▸ OBJETIVO A
Repita a parte do trecho do texto que começa nas palavras "Um libelo contra" e termina depois de "que lhe aguarda.".

Um libelo contra a guerra e a violência. É o curta “Toys” (1966) do
canadense Grant Munro: crianças veem através de uma vitrine soldados e armas de
brinquedo ganharem vida e transformar a loja em um campo de batalha. Mais do
que um protesto contra a guerra dos adultos, o curta cria um debate sobre as
armas de brinquedo: elas podem estimular a violência pela naturalização da
guerra? Assistindo ao curta vemos que talvez o problema não esteja na
brincadeira de guerra em si, mas na utilização dos “brinquedos-réplica”: a
imitação é o principal impulso do jogo infantil, que pode se deteriorar em mera
réplica com a mercantilização dos brinquedos. Dessa forma, a brincadeira pode
virar mero condicionamento para o mundo adulto que lhe aguarda.

▸ LINHAS FORNECIDAS
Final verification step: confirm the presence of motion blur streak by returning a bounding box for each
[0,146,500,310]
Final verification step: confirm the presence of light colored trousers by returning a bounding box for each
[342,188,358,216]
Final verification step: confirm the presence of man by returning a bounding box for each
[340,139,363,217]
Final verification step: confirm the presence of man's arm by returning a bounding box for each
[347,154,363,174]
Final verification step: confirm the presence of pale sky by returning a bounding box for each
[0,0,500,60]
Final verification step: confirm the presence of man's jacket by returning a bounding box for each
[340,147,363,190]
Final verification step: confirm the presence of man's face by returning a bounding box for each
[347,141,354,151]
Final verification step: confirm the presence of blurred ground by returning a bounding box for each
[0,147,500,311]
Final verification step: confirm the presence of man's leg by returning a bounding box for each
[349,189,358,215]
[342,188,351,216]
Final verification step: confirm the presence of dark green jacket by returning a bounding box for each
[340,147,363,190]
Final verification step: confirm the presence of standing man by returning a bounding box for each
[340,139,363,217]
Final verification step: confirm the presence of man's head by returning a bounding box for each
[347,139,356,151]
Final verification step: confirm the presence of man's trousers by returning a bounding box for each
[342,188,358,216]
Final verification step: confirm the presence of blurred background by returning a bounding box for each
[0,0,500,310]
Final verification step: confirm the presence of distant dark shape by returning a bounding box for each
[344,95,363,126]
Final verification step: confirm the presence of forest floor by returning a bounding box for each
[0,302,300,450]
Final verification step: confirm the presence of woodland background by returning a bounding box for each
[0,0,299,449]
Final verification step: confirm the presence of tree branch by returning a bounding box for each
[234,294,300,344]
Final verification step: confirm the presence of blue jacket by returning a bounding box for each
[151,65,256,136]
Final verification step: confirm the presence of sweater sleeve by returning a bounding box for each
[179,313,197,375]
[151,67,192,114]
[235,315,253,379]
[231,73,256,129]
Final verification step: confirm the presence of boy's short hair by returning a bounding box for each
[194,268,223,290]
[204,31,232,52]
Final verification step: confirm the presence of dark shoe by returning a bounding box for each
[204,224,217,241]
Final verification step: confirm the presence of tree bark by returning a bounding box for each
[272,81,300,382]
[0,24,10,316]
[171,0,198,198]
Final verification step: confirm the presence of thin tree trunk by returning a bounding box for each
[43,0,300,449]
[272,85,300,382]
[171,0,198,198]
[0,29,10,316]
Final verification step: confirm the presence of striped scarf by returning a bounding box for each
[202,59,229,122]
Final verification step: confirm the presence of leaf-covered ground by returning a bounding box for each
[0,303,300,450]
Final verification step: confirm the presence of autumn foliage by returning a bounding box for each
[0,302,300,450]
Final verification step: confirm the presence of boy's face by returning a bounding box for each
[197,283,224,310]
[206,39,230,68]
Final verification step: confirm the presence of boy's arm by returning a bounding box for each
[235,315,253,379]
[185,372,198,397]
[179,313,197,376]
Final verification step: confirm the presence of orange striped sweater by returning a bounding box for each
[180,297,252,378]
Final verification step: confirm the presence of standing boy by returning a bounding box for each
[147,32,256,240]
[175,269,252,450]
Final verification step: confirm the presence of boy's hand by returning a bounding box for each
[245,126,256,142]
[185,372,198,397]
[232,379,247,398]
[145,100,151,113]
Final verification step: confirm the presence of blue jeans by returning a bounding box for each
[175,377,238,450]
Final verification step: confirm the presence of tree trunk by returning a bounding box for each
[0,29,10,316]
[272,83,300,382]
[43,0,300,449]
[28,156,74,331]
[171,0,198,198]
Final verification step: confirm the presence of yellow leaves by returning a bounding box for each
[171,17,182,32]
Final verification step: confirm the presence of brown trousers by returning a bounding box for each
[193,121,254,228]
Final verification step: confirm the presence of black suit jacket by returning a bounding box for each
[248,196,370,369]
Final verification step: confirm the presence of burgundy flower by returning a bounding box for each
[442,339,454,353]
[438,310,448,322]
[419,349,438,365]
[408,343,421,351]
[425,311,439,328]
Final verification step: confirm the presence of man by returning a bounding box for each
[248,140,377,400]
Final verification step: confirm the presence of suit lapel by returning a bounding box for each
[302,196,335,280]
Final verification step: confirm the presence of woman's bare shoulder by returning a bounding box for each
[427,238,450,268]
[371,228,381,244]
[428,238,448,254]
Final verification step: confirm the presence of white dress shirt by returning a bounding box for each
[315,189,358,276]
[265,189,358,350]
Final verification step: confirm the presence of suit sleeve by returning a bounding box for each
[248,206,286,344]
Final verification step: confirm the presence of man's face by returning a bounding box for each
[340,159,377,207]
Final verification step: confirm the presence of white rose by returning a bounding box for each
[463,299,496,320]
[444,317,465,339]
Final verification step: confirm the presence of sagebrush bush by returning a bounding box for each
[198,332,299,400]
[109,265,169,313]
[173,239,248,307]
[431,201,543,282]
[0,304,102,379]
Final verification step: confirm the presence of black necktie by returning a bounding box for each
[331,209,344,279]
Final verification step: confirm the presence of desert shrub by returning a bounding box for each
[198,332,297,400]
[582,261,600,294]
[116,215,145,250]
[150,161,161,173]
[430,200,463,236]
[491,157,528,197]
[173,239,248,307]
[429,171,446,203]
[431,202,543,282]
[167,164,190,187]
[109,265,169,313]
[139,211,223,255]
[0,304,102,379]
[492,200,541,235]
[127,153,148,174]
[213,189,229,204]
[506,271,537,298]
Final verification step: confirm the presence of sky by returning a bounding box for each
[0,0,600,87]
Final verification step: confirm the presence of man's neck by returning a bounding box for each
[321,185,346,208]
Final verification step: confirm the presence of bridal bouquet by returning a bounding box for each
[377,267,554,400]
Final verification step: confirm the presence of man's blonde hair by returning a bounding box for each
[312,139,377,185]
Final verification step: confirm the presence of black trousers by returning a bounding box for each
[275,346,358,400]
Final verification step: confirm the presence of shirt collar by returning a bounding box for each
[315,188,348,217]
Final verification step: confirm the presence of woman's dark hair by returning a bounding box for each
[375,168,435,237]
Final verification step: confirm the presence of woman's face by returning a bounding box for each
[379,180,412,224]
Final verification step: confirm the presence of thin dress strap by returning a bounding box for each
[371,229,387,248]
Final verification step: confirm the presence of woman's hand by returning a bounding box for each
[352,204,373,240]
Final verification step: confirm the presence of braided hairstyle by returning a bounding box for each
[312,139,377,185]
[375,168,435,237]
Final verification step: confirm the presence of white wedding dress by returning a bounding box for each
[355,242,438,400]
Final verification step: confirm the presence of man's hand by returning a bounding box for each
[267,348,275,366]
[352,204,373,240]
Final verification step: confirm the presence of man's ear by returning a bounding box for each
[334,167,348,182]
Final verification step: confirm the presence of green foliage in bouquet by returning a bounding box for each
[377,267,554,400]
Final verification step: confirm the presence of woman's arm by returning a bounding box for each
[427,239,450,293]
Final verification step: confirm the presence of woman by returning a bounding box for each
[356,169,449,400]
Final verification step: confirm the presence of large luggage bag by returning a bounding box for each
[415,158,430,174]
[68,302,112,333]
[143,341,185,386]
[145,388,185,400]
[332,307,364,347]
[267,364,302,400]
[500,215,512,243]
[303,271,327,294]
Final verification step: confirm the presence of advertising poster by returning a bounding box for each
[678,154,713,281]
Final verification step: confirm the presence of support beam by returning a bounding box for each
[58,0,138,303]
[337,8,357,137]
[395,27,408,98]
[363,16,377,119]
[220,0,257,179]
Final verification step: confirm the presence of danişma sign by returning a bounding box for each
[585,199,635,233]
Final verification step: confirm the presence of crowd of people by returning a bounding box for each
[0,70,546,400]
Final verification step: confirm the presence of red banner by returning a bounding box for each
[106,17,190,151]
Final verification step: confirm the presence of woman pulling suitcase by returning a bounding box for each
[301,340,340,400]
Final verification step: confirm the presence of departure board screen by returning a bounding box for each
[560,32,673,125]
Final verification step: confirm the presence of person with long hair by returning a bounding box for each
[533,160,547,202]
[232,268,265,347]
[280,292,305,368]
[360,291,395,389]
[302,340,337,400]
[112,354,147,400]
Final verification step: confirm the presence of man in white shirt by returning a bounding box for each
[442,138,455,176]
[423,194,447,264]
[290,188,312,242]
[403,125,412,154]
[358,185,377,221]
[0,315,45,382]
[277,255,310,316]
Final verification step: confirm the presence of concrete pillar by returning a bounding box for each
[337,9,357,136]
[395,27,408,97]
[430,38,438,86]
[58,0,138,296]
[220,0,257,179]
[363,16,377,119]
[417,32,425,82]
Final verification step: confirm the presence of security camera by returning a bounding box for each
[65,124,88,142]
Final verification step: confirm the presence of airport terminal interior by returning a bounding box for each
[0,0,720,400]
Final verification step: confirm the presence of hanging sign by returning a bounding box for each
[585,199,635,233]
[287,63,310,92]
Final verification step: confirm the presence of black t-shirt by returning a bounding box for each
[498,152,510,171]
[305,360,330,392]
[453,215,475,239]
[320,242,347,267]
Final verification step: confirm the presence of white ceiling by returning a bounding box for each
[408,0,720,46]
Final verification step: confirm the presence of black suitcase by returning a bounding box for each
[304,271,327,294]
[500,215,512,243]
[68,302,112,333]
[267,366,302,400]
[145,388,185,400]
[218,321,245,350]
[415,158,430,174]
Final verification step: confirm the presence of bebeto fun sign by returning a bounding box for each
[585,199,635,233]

▸ OBJETIVO B
Desloque em -72 cada número das coordenadas nas respostas das linhas fornecidas, começando na linha que contém "Final verification step: confirm the presence of desert" e parando depois da que contém "[427,239,450,293]". Reescreva somente essas linhas, com os pedidos incluídos.

▸ RESPOSTA DO EXERCÍCIO A
Um libelo contra a guerra e a violência. É o curta “Toys” (1966) do
canadense Grant Munro: crianças veem através de uma vitrine soldados e armas de
brinquedo ganharem vida e transformar a loja em um campo de batalha. Mais do
que um protesto contra a guerra dos adultos, o curta cria um debate sobre as
armas de brinquedo: elas podem estimular a violência pela naturalização da
guerra? Assistindo ao curta vemos que talvez o problema não esteja na
brincadeira de guerra em si, mas na utilização dos “brinquedos-réplica”: a
imitação é o principal impulso do jogo infantil, que pode se deteriorar em mera
réplica com a mercantilização dos brinquedos. Dessa forma, a brincadeira pode
virar mero condicionamento para o mundo adulto que lhe aguarda.

▸ RESPOSTA DO EXERCÍCIO B
Final verification step: confirm the presence of desert shrub by returning a bounding box for each
[126,260,225,328]
[510,189,528,222]
[44,143,73,178]
[78,89,89,101]
[358,128,391,164]
[419,85,456,125]
[101,167,176,235]
[357,99,374,131]
[359,130,471,210]
[95,92,118,115]
[37,193,97,241]
[67,139,151,183]
[-72,232,30,307]
[420,128,469,163]
[55,81,76,102]
[141,117,157,132]
[434,199,465,226]
Final verification step: confirm the presence of sky by returning a bounding box for each
[-72,-72,528,15]
Final verification step: confirm the presence of man's neck by returning a bounding box for each
[249,113,274,136]
Final verification step: confirm the presence of bridal bouquet by returning a bounding box for each
[305,195,482,328]
Final verification step: confirm the presence of man's blonde hair by returning a bounding box for each
[240,67,305,113]
Final verification step: confirm the presence of black trousers by returning a bounding box for each
[203,274,286,328]
Final verification step: confirm the presence of shirt collar by returning a bounding box for each
[243,116,276,145]
Final verification step: confirm the presence of woman's dark hair by returning a bounding box for each
[303,96,363,165]
Final verification step: confirm the presence of woman's face by returning a bounding box for each
[307,108,340,152]
Final verification step: confirm the presence of thin dress strap by returning a bounding box for each
[299,157,315,176]
Final verification step: confirm the presence of woman's hand by returning a bounding box for each
[280,132,301,168]
Final verification step: confirm the presence of braided hairstyle by returning a bounding box for each
[240,67,305,113]
[303,96,363,165]
Final verification step: confirm the presence of white wedding dress by returning a bounding box for each
[283,170,366,328]
Final verification step: confirm the presence of man's hand by returning a bounding box for each
[195,276,203,294]
[280,132,301,168]
Final verification step: confirm the presence of man's ear by returning a bounding box for each
[262,95,276,110]
Final verification step: confirm the presence of green foliage in bouquet by returning a bounding box for each
[305,195,482,328]
Final verification step: confirm the presence of woman's arm by returning a bounding box for each
[355,167,378,221]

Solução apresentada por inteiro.